> Instruções do exercício:
[A] Transcreva do texto sobre a Escola de Fotógrafos Populares o trecho que vai de "Fundada em 2004" até "da informação única.", inclusive.
[B] Por favor, reescreva em forma de lista o parágrafo do texto sobre a Escola de Fotógrafos Populares que começa com "Fundada em 2004", mantendo os fatos principais.

> Texto fornecido:
Fábio Caffé, AF Rodrigues, Elisangela Leite e Ratão Diniz. (Foto de Edmilson de Lima)
A cidade do Rio de Janeiro tem uma população de mais de 6 milhões de habitantes. 22% dessas pessoas moram em 700 favelas que apresentam baixos Indíces de Desenvolvimento Humano (IDH). Há quem diga que, na cidade maravilhosa, vive-se sob o império da violência e do crime, pois os números se assemelham aos países em estado de guerra baseado em dados estatísticos de 12 mortes por dia no estado

Sob esse estigma, reforçados dia e noite nos noticiários, os moradores das favelas cariocas trabalham, estudam, festejam, brincam, amam. Mesmo quando a mídia publica uma notícia positiva sobre a favela ou algum morador, a exaltação normalmente reforça os conceitos pré-concebidos sobre quem vive no território geográfico-social da periferia: “ele não era bandido, mas um trabalhador”, surpreende-se o repórter ao falar sobre a chacina que aconteceu na Baixada Fluminense em 2011.

O lamento do jornalista publicado no Observatório de Favelas sobre a morte de um inocente não destaca a violação dos direitos dos moradores, a importância em reduzir a violência policial ou mesmo sugere a aplicação de políticas públicas em prol da valorização da vida. A mídia, por sua vez, sempre espanta-se ao constatar que um morador não tinha passagem pela polícia. Por quê? Do ponto de vista da grande mídia a culpa antecede o crime nas favelas brasileiras.

Na contramão das manchetes diárias o fotógrafo documental João Roberto Ripper afirma que “99% da população das favelas nada tem a ver com o tráfico”. Ele é um dos idealizadores do projeto que em 2013 irá comemorar nove anos de existência: a Escola de Fotógrafos Populares.

Fundada em 2004 e aliada ao Observatório de Favelas, a Escola já formou mais de 200 fotógrafos. Os alunos, que cursam nove meses de disciplinas de comunicação e fotografia, são prioritariamente moradores das comunidades que compõem o Complexo da Maré.

Empunhando câmeras fotográficas, eles clicam uma favela rica em belezas. Se posicionam ao lado dos moradores e mostram o lugar sob um olhar cúmplice. São imagens de afeto e carinho, numa constante descoberta sobre a comunidade em que vivem. Estas fotografias resignificam a favela e renovam o repertório de imagens que se tem sobre ela, retirando assim, nossos olhares da pobreza da informação única.

> Itens fornecidos:
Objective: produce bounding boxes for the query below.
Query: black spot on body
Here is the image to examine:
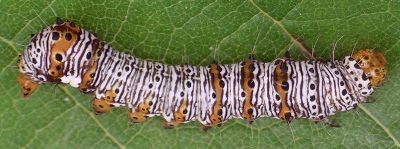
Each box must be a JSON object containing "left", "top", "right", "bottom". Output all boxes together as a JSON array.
[
  {"left": 56, "top": 65, "right": 61, "bottom": 71},
  {"left": 86, "top": 52, "right": 92, "bottom": 59},
  {"left": 219, "top": 80, "right": 225, "bottom": 88},
  {"left": 275, "top": 94, "right": 281, "bottom": 101},
  {"left": 247, "top": 108, "right": 253, "bottom": 115},
  {"left": 310, "top": 95, "right": 315, "bottom": 101},
  {"left": 342, "top": 89, "right": 347, "bottom": 96},
  {"left": 361, "top": 73, "right": 368, "bottom": 81},
  {"left": 248, "top": 80, "right": 255, "bottom": 88},
  {"left": 51, "top": 32, "right": 60, "bottom": 40},
  {"left": 56, "top": 53, "right": 63, "bottom": 62},
  {"left": 240, "top": 92, "right": 246, "bottom": 97},
  {"left": 310, "top": 84, "right": 315, "bottom": 90},
  {"left": 354, "top": 63, "right": 361, "bottom": 69},
  {"left": 281, "top": 82, "right": 289, "bottom": 91},
  {"left": 217, "top": 109, "right": 222, "bottom": 116}
]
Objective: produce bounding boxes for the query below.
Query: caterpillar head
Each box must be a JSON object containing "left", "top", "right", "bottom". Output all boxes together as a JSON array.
[
  {"left": 351, "top": 49, "right": 387, "bottom": 87},
  {"left": 17, "top": 18, "right": 80, "bottom": 97}
]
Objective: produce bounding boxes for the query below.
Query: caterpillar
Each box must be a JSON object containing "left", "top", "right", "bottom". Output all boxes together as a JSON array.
[{"left": 17, "top": 18, "right": 386, "bottom": 129}]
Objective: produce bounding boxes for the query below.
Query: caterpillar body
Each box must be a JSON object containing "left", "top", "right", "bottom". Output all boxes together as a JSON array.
[{"left": 17, "top": 18, "right": 386, "bottom": 128}]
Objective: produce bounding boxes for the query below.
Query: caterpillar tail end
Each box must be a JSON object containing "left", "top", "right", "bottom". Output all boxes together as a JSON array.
[
  {"left": 351, "top": 49, "right": 387, "bottom": 87},
  {"left": 92, "top": 98, "right": 113, "bottom": 114}
]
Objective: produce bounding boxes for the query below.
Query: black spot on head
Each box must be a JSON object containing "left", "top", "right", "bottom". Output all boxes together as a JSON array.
[
  {"left": 308, "top": 68, "right": 314, "bottom": 73},
  {"left": 342, "top": 89, "right": 347, "bottom": 96},
  {"left": 56, "top": 53, "right": 63, "bottom": 62},
  {"left": 86, "top": 52, "right": 92, "bottom": 59},
  {"left": 275, "top": 94, "right": 281, "bottom": 101},
  {"left": 65, "top": 33, "right": 72, "bottom": 41},
  {"left": 248, "top": 80, "right": 255, "bottom": 88},
  {"left": 281, "top": 82, "right": 289, "bottom": 91},
  {"left": 219, "top": 80, "right": 225, "bottom": 88},
  {"left": 310, "top": 95, "right": 315, "bottom": 101},
  {"left": 310, "top": 84, "right": 315, "bottom": 90},
  {"left": 211, "top": 93, "right": 217, "bottom": 98},
  {"left": 240, "top": 92, "right": 246, "bottom": 97},
  {"left": 51, "top": 32, "right": 60, "bottom": 40},
  {"left": 32, "top": 58, "right": 37, "bottom": 64}
]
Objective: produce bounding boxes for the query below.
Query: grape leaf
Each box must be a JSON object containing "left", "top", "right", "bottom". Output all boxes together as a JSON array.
[{"left": 0, "top": 0, "right": 400, "bottom": 148}]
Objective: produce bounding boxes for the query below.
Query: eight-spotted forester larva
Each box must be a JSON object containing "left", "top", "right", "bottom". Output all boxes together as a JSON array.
[{"left": 18, "top": 19, "right": 386, "bottom": 128}]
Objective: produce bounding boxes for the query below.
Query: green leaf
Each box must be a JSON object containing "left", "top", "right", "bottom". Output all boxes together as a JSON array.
[{"left": 0, "top": 0, "right": 400, "bottom": 148}]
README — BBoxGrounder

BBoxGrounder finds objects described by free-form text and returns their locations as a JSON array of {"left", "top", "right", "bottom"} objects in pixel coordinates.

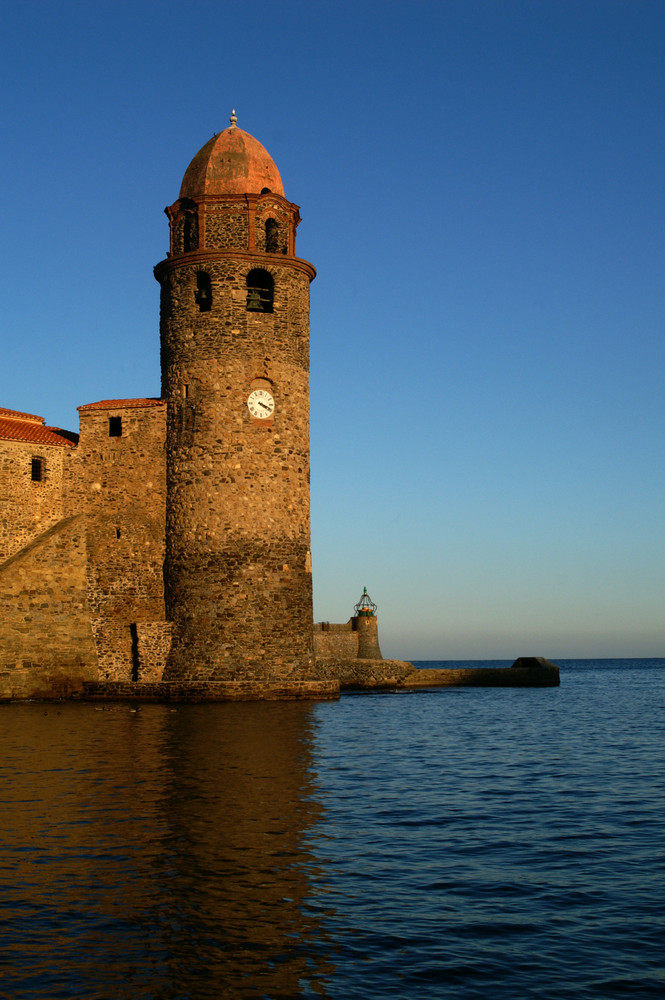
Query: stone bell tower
[{"left": 155, "top": 112, "right": 316, "bottom": 681}]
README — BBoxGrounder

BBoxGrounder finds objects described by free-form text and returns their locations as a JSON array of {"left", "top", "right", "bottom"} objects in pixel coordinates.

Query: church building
[{"left": 0, "top": 113, "right": 390, "bottom": 697}]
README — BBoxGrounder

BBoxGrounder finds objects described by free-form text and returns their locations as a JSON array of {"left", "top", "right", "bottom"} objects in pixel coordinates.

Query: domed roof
[{"left": 180, "top": 111, "right": 284, "bottom": 199}]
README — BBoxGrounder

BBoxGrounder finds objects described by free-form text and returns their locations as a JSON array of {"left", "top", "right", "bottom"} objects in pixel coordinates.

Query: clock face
[{"left": 247, "top": 389, "right": 275, "bottom": 420}]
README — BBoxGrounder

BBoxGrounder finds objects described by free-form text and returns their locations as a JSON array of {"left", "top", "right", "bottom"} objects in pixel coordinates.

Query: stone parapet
[
  {"left": 76, "top": 679, "right": 340, "bottom": 702},
  {"left": 398, "top": 663, "right": 560, "bottom": 688},
  {"left": 312, "top": 657, "right": 415, "bottom": 691}
]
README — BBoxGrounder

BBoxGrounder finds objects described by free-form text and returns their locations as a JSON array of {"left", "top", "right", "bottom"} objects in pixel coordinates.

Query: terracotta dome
[{"left": 180, "top": 112, "right": 284, "bottom": 199}]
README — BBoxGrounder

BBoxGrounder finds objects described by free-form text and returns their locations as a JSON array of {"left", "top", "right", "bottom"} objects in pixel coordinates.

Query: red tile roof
[
  {"left": 77, "top": 397, "right": 166, "bottom": 413},
  {"left": 0, "top": 406, "right": 44, "bottom": 424},
  {"left": 0, "top": 408, "right": 78, "bottom": 448}
]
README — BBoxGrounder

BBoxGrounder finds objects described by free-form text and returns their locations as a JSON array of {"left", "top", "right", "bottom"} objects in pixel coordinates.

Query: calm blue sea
[{"left": 0, "top": 659, "right": 665, "bottom": 1000}]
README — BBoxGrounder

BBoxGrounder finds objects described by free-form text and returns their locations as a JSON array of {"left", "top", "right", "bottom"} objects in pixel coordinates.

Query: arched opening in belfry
[
  {"left": 266, "top": 219, "right": 279, "bottom": 253},
  {"left": 30, "top": 455, "right": 46, "bottom": 483},
  {"left": 247, "top": 267, "right": 275, "bottom": 312},
  {"left": 194, "top": 271, "right": 212, "bottom": 312}
]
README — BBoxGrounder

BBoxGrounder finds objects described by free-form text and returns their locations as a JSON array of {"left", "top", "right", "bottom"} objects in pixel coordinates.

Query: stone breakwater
[
  {"left": 0, "top": 657, "right": 559, "bottom": 702},
  {"left": 296, "top": 656, "right": 560, "bottom": 691}
]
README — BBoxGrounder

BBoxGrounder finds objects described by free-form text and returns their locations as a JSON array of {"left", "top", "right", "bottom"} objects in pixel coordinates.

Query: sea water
[{"left": 0, "top": 660, "right": 665, "bottom": 1000}]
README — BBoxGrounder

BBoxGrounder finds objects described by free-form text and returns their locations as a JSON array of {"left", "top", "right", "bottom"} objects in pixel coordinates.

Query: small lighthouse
[{"left": 351, "top": 587, "right": 383, "bottom": 660}]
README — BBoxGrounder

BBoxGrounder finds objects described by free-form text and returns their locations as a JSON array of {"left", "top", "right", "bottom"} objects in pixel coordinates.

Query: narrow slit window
[
  {"left": 182, "top": 211, "right": 199, "bottom": 253},
  {"left": 247, "top": 267, "right": 275, "bottom": 312},
  {"left": 194, "top": 271, "right": 212, "bottom": 312}
]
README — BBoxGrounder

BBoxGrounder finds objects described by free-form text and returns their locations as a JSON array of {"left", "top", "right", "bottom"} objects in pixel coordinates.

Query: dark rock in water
[{"left": 511, "top": 656, "right": 559, "bottom": 670}]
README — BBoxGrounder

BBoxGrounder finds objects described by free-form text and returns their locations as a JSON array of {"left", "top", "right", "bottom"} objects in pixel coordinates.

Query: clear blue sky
[{"left": 0, "top": 0, "right": 665, "bottom": 659}]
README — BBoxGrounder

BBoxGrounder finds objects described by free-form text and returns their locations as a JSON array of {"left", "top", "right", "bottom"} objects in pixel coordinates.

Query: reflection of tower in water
[
  {"left": 159, "top": 702, "right": 332, "bottom": 998},
  {"left": 0, "top": 702, "right": 332, "bottom": 1000}
]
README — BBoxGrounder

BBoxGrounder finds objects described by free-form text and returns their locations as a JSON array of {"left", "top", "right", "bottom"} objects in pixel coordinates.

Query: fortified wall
[
  {"left": 0, "top": 399, "right": 390, "bottom": 698},
  {"left": 0, "top": 112, "right": 560, "bottom": 700}
]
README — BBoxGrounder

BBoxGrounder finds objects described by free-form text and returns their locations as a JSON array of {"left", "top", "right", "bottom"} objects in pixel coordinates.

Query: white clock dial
[{"left": 247, "top": 389, "right": 275, "bottom": 420}]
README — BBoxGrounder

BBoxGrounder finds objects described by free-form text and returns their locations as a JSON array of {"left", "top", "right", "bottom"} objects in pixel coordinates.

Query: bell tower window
[
  {"left": 30, "top": 458, "right": 44, "bottom": 483},
  {"left": 247, "top": 268, "right": 275, "bottom": 312},
  {"left": 266, "top": 219, "right": 279, "bottom": 253},
  {"left": 194, "top": 271, "right": 212, "bottom": 312}
]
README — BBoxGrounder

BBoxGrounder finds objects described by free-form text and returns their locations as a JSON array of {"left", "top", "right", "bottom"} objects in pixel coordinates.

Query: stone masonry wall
[
  {"left": 158, "top": 255, "right": 312, "bottom": 680},
  {"left": 66, "top": 400, "right": 166, "bottom": 624},
  {"left": 314, "top": 621, "right": 358, "bottom": 660},
  {"left": 0, "top": 517, "right": 98, "bottom": 697},
  {"left": 0, "top": 441, "right": 69, "bottom": 563}
]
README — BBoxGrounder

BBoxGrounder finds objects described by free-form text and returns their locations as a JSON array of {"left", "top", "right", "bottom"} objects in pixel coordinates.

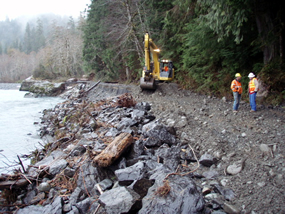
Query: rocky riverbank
[{"left": 1, "top": 82, "right": 285, "bottom": 214}]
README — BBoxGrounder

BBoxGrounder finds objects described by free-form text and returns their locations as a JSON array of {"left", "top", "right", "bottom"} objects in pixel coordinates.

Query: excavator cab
[
  {"left": 140, "top": 33, "right": 174, "bottom": 89},
  {"left": 159, "top": 60, "right": 174, "bottom": 81}
]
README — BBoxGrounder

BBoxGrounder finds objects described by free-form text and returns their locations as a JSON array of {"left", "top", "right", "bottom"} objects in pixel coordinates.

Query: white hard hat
[{"left": 248, "top": 73, "right": 255, "bottom": 77}]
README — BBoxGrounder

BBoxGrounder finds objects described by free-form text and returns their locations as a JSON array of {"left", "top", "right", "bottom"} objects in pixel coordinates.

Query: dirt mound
[{"left": 88, "top": 83, "right": 285, "bottom": 213}]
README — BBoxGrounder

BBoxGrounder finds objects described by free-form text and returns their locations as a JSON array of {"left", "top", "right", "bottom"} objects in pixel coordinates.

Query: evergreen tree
[
  {"left": 23, "top": 23, "right": 32, "bottom": 54},
  {"left": 33, "top": 19, "right": 45, "bottom": 52}
]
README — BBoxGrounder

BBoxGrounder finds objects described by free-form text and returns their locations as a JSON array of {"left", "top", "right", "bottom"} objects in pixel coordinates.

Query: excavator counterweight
[{"left": 140, "top": 33, "right": 174, "bottom": 89}]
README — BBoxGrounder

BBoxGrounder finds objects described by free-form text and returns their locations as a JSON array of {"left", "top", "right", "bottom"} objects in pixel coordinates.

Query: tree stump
[{"left": 93, "top": 133, "right": 133, "bottom": 167}]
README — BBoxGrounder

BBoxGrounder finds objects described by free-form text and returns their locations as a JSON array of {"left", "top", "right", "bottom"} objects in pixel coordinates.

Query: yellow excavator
[{"left": 140, "top": 33, "right": 174, "bottom": 89}]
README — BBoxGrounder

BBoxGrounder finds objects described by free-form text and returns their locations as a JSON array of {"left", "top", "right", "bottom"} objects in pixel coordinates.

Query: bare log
[
  {"left": 93, "top": 133, "right": 133, "bottom": 167},
  {"left": 0, "top": 178, "right": 29, "bottom": 190}
]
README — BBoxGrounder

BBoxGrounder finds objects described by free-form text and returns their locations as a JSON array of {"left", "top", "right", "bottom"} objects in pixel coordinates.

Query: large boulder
[
  {"left": 139, "top": 169, "right": 205, "bottom": 214},
  {"left": 99, "top": 187, "right": 140, "bottom": 214}
]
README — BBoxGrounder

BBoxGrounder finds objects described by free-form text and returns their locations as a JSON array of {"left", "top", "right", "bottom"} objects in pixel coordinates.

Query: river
[{"left": 0, "top": 83, "right": 63, "bottom": 173}]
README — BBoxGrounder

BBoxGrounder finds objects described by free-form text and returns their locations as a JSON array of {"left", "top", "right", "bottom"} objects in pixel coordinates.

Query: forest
[{"left": 0, "top": 0, "right": 285, "bottom": 104}]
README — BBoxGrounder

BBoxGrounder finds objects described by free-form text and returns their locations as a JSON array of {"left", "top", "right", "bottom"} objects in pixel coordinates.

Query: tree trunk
[{"left": 93, "top": 133, "right": 133, "bottom": 167}]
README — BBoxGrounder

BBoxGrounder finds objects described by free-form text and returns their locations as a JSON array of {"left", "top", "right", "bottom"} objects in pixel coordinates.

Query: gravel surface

> Resultados esperados:
[A]
Fundada em 2004 e aliada ao Observatório de Favelas, a Escola já formou mais de 200 fotógrafos. Os alunos, que cursam nove meses de disciplinas de comunicação e fotografia, são prioritariamente moradores das comunidades que compõem o Complexo da Maré.

Empunhando câmeras fotográficas, eles clicam uma favela rica em belezas. Se posicionam ao lado dos moradores e mostram o lugar sob um olhar cúmplice. São imagens de afeto e carinho, numa constante descoberta sobre a comunidade em que vivem. Estas fotografias resignificam a favela e renovam o repertório de imagens que se tem sobre ela, retirando assim, nossos olhares da pobreza da informação única.

[B]
- Fundada em 2004, em aliança com o Observatório de Favelas.
- Já formou mais de 200 fotógrafos.
- O curso dura nove meses, com disciplinas de comunicação e fotografia.
- Os alunos são prioritariamente moradores das comunidades do Complexo da Maré.